#### Materials provided
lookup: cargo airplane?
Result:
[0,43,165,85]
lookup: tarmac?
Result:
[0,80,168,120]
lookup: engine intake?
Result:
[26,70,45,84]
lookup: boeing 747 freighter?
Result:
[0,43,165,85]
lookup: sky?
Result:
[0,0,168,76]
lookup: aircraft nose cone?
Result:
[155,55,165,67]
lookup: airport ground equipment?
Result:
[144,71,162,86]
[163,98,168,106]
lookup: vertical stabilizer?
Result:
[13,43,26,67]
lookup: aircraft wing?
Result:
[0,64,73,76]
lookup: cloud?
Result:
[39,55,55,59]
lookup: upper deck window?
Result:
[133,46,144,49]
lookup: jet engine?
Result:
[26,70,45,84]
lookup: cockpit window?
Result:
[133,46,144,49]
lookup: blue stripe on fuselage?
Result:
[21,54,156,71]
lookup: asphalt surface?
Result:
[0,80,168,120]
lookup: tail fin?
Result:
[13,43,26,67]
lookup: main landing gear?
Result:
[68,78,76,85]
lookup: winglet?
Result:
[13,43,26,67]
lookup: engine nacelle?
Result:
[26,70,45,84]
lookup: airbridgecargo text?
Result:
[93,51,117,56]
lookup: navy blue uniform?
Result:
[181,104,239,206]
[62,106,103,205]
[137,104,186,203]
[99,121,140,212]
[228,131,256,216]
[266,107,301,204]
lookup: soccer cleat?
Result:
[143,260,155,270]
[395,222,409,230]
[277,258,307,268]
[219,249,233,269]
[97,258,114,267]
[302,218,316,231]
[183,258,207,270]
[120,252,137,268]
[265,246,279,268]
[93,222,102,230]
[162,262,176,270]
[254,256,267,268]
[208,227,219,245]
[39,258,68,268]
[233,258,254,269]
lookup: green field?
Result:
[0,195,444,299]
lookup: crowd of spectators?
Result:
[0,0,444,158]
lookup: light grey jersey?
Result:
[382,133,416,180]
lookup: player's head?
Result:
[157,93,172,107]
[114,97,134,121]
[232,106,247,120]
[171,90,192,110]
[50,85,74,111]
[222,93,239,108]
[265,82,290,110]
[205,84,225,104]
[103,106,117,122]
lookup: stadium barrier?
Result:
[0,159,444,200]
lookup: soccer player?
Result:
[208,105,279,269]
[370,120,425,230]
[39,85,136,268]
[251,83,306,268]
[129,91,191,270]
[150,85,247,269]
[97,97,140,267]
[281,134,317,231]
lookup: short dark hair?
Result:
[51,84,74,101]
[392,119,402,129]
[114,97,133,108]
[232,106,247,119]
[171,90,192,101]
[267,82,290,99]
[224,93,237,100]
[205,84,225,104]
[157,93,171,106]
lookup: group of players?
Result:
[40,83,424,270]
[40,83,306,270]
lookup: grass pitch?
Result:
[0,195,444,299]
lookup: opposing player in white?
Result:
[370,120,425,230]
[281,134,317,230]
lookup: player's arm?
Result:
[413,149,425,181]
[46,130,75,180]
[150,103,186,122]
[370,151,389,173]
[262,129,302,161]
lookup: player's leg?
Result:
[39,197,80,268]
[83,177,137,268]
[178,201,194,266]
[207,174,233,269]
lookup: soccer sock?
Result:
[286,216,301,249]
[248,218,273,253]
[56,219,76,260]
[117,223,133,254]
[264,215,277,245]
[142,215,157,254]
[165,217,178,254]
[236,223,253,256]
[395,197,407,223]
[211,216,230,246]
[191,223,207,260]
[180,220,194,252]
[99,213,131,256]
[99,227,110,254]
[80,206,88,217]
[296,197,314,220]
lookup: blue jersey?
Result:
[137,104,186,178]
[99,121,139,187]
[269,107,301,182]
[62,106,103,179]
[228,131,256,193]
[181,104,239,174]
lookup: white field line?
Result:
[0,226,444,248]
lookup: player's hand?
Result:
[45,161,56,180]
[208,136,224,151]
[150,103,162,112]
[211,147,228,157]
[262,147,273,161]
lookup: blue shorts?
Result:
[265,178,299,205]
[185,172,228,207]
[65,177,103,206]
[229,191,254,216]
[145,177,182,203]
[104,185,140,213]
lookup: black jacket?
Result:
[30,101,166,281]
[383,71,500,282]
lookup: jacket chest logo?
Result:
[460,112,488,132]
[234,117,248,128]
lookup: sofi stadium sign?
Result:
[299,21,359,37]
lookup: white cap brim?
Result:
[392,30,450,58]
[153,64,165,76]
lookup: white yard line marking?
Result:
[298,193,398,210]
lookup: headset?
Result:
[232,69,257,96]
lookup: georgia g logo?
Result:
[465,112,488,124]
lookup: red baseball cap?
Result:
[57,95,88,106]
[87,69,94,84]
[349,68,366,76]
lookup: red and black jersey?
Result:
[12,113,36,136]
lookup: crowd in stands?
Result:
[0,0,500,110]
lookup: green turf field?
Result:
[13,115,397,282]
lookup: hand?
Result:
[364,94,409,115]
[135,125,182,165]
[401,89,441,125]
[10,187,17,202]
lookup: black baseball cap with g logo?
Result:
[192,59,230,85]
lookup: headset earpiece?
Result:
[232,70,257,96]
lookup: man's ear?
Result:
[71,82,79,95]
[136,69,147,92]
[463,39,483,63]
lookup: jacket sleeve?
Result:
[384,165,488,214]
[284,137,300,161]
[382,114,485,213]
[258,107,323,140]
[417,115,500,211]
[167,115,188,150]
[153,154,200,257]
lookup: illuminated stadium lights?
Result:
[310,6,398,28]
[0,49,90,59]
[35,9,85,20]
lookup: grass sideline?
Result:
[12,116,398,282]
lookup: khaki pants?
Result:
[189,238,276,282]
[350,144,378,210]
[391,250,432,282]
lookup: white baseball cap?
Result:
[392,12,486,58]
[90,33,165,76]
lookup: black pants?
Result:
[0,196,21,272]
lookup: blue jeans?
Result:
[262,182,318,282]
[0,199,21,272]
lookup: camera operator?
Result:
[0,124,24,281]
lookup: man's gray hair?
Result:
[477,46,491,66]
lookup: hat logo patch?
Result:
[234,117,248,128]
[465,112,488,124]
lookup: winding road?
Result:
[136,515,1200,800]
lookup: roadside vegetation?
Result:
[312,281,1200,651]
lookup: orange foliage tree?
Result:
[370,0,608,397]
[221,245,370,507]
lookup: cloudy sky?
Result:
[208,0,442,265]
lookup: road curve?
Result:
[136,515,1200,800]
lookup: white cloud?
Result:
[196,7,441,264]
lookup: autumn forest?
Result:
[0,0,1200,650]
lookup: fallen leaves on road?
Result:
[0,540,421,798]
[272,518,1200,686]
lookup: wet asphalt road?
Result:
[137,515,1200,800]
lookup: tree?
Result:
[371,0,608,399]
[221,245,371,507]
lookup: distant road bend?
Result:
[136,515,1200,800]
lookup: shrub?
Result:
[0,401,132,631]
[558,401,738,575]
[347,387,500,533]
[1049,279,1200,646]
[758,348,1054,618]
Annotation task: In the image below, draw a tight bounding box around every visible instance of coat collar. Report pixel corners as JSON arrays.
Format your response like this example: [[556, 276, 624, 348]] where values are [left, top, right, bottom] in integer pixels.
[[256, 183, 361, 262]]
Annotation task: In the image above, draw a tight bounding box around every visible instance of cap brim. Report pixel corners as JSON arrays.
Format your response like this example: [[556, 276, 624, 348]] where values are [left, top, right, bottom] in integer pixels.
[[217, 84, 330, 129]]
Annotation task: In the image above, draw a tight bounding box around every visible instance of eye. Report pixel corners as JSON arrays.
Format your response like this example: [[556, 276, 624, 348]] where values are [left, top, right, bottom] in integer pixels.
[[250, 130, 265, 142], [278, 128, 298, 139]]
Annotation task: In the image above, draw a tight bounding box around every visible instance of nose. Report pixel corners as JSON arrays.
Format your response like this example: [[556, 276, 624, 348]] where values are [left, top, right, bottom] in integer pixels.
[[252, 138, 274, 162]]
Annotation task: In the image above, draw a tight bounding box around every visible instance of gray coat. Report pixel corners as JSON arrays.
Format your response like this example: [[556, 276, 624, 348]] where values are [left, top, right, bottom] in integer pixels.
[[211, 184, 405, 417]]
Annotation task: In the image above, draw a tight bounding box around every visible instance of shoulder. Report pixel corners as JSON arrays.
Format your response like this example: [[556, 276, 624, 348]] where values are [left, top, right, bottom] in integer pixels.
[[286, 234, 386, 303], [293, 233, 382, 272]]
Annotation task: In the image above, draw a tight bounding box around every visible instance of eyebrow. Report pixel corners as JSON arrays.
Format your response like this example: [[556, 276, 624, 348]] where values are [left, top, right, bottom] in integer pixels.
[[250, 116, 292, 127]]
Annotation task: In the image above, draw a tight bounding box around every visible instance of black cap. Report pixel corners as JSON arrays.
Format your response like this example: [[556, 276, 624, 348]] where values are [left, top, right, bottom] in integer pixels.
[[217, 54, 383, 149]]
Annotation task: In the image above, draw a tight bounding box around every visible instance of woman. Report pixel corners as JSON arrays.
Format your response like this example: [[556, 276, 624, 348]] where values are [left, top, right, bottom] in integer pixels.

#### Problem description
Copy out every line of the data above that contains the word "hair".

#### Result of the task
lookup: short dark hair?
lookup: man's gray hair?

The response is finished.